- **TEXT PASSAGE**:
•••

Tag Archives: John Sandford

My 21 favorite mystery and thriller writers

Over the course of the past three and a half years, I’ve reviewed well over 100 mysteries and thrillers. A great many of these novels were written by well-established authors with long lists of widely read books to their names. In every case of the 21 writers listed below, I’ve read several of their books (some of them before I launched this blog in January 2010). 

If 21 seems a large number of “favorite” writers, consider all the names you won’t find on this list. Those include several — Ross McDonald, Graham Greene, and Eric Ambler, for example — whom I last read years ago. Also excluded are the potboilers and slapdash works by the likes of James Patterson, Mary Higgins Clark, Patricia Cornwell, Robert Crais, Janet Evanovich, Sue Grafton, Tony Hillerman, Val McDermid, and Robert B. Parker. I read most of these when younger and am happy to leave them behind. 

What follows here is a list of links to my reviews of individual mysteries or thrillers by the 21 prolific authors I most enjoy. The list is in alphabetical order by the authors’ last names.

The Midnight House, by Alex Berenson

Berenson is a former New York Times reporter who writes beautifully researched stories about soldier-spy John Wells, featuring plots centered on contemporary military and foreign policy issues.

The Drop, by Michael Connelly

Most of Connelly’s 30 novels to date center on the life and work of Los Angeles Police Detective Hieronymus “Harry” Bosch and criminal defense attorney Mickey Haller.

•••

- **DATASET ROWS**:
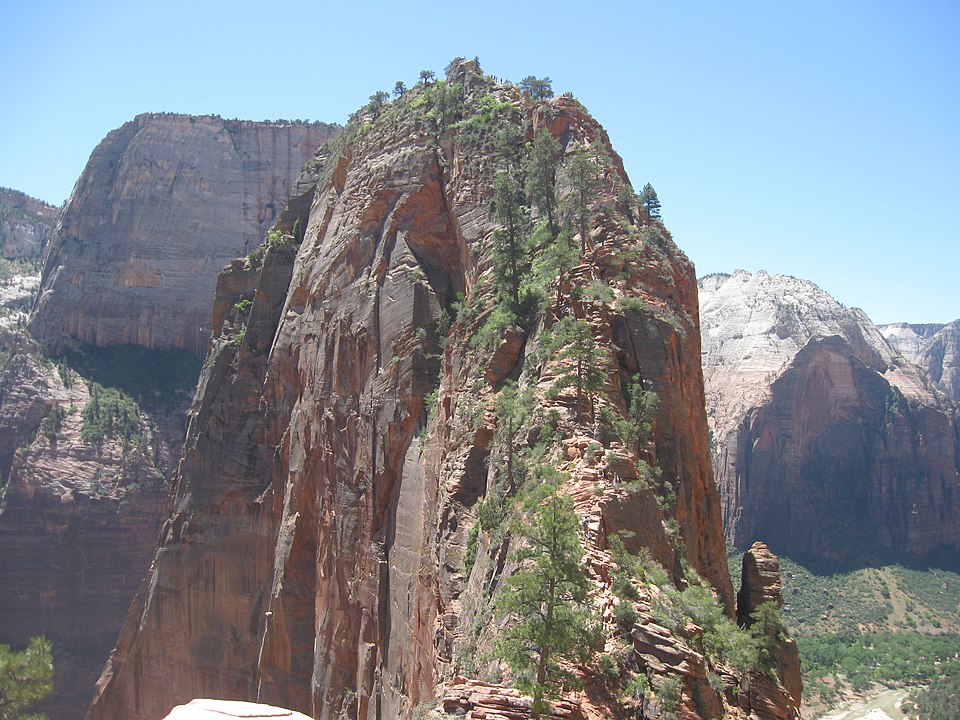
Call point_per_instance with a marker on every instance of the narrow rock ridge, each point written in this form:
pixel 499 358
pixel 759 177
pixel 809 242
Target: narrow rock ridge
pixel 827 444
pixel 79 518
pixel 25 225
pixel 163 204
pixel 344 431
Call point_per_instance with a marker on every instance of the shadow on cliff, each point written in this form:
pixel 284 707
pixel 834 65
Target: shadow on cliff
pixel 157 379
pixel 943 558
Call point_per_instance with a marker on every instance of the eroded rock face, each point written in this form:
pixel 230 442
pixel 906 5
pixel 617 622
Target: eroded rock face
pixel 761 583
pixel 25 225
pixel 78 521
pixel 316 553
pixel 828 444
pixel 164 203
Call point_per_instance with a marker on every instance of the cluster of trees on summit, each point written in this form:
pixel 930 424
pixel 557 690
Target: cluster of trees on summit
pixel 544 200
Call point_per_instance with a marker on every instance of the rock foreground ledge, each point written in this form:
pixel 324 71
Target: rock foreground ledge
pixel 204 709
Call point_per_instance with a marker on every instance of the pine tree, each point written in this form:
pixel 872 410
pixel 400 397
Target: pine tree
pixel 511 408
pixel 547 597
pixel 509 254
pixel 377 100
pixel 585 183
pixel 540 169
pixel 573 343
pixel 26 678
pixel 650 202
pixel 538 88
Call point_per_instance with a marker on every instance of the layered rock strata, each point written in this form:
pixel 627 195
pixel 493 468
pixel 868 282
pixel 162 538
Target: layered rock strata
pixel 79 519
pixel 935 349
pixel 828 444
pixel 345 429
pixel 163 204
pixel 25 225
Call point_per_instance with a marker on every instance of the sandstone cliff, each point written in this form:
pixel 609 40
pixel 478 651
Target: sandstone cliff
pixel 163 204
pixel 324 552
pixel 934 349
pixel 79 516
pixel 25 224
pixel 828 444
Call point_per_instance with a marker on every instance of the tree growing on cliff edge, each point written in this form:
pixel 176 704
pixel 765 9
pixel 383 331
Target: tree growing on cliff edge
pixel 377 101
pixel 547 597
pixel 538 88
pixel 585 182
pixel 583 360
pixel 26 678
pixel 509 252
pixel 540 168
pixel 650 202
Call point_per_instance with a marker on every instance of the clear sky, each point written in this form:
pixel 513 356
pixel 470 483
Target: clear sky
pixel 816 138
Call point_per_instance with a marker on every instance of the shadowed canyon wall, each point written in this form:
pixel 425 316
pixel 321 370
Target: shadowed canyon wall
pixel 163 204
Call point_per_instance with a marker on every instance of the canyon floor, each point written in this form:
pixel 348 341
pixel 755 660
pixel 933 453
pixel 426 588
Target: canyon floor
pixel 880 704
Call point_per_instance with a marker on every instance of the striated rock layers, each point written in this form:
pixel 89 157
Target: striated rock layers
pixel 25 224
pixel 828 444
pixel 324 551
pixel 934 348
pixel 163 204
pixel 79 518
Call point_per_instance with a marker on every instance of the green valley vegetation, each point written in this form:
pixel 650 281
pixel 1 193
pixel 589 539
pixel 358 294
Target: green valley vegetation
pixel 940 698
pixel 891 625
pixel 26 678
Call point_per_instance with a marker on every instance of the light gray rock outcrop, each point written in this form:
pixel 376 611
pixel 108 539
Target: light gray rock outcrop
pixel 164 203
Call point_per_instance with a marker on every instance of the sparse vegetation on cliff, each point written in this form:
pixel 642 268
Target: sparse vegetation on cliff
pixel 548 596
pixel 26 678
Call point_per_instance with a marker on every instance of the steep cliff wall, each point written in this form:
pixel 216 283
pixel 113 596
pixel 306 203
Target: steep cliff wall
pixel 25 224
pixel 934 348
pixel 163 204
pixel 346 429
pixel 79 518
pixel 828 445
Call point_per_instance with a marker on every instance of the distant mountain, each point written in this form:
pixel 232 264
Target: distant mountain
pixel 164 202
pixel 934 348
pixel 828 444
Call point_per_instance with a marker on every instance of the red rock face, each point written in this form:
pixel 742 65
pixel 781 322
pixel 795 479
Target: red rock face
pixel 828 444
pixel 840 467
pixel 25 224
pixel 315 555
pixel 163 204
pixel 78 525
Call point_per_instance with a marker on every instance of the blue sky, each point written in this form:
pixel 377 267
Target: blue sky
pixel 819 139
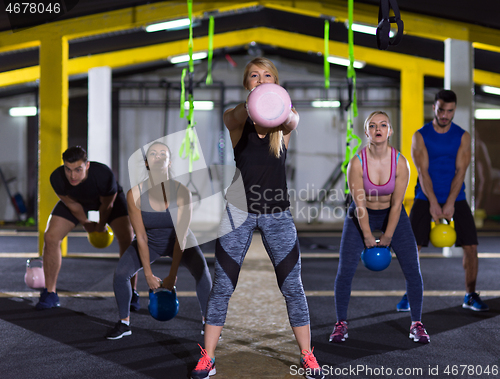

•••

- **SET PROBLEM 1**:
Summarize the favorite-writers post in two sentences.
- **SET PROBLEM 2**:
Set down a passage of the favorite-writers post word for word, starting at the words "Over the course" and stopping after "in January 2010).".
- **SET PROBLEM 3**:
Resume the favorite-writers post from the point where it stops.

- **TASK OUTPUT 1**:
After reviewing well over 100 mysteries and thrillers in about three and a half years, the author lists links to reviews of books by the 21 prolific writers they most enjoy, in alphabetical order by last name. Writers last read years ago and the authors of potboilers, such as James Patterson and Sue Grafton, are left off, and the first entries cover Alex Berenson's stories about soldier-spy John Wells and Michael Connelly's novels, most of which center on Harry Bosch and Mickey Haller.

- **TASK OUTPUT 2**:
Over the course of the past three and a half years, I’ve reviewed well over 100 mysteries and thrillers. A great many of these novels were written by well-established authors with long lists of widely read books to their names. In every case of the 21 writers listed below, I’ve read several of their books (some of them before I launched this blog in January 2010).

- **TASK OUTPUT 3**:
Now May You Weep, by Deborah Crombie

Crombie, a Texan who spends extended periods in Great Britain, has written 15 English detective novels that read as though she was born and bred in England.

The Trinty Six, by Charles Cumming

A Briton who has written superior six spy novels, Cumming is often mentioned as a spiritual heir to John Le Carre.

Buried Secrets, by Joseph Finder

Finder is the American author of 11 beautifully crafted thrillers. So far, just two of his novels feature Nick Heller in what appears to be the beginning of a series.

Mission to Paris, by Alan Furst

Since 1976, Furst has written 16 historical spy novels, most of them set in Europe between 1933 and 1944. Furst’s work recreates the mood and atmosphere of the Continent in that era like few others.

Believing the Lie, by Elizabeth George

An American, George has written 18 complex and well-written novels featuring Scotland Yard Inspector Thomas Lynley (plus four other novels).

Long Time Coming, by Robert Goddard

Goddard is an English novelist whose two dozen excellent novels are typically set in rural towns, with the origins of their plots found decades in the past.

The Racketeer, by John Grisham

Most of Grisham’s 26 crime novels are set in the American South and involve lawyers and legal shenanigans. He has also written 7 other books since he began writing full-time in 1989.

John Le Carre

Though I wasn’t impressed with Le Carre’s recent novel, Our Kind of Traitor, I can’t help but include him in this list. I’m now immersed in his latest work, A Delicate Truth, which strikes me as on a par with his earlier, much praised novels. (To be reviewed soon.)

The Man From Beijing, by Henning Mankell

A Swede, Mankell’s 11 Kurt Wallander crime stories are dark, complex, and often politically tinged novels that reflect his experience as a long-time progressive activist. He has also written 25 other books.

The Leopard: A Harry Hole Novel, by Jo Nesbo

Nesbo, a Norwegian, has written 10 complexly plotted mystery novels about the troubled Detective Harry Hole as well as 8 other novels.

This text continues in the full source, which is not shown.